Begin

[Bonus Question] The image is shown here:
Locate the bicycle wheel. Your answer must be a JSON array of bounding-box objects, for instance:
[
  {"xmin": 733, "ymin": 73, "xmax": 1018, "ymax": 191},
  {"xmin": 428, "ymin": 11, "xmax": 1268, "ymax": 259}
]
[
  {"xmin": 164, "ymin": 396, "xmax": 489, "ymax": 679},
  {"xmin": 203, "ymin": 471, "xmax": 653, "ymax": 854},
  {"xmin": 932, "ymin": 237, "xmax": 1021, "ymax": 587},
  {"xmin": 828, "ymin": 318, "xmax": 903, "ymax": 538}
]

End

Aim:
How many lines in the data above contain the string "xmin"? Case counts, and the reply should be only the number.

Finished answer:
6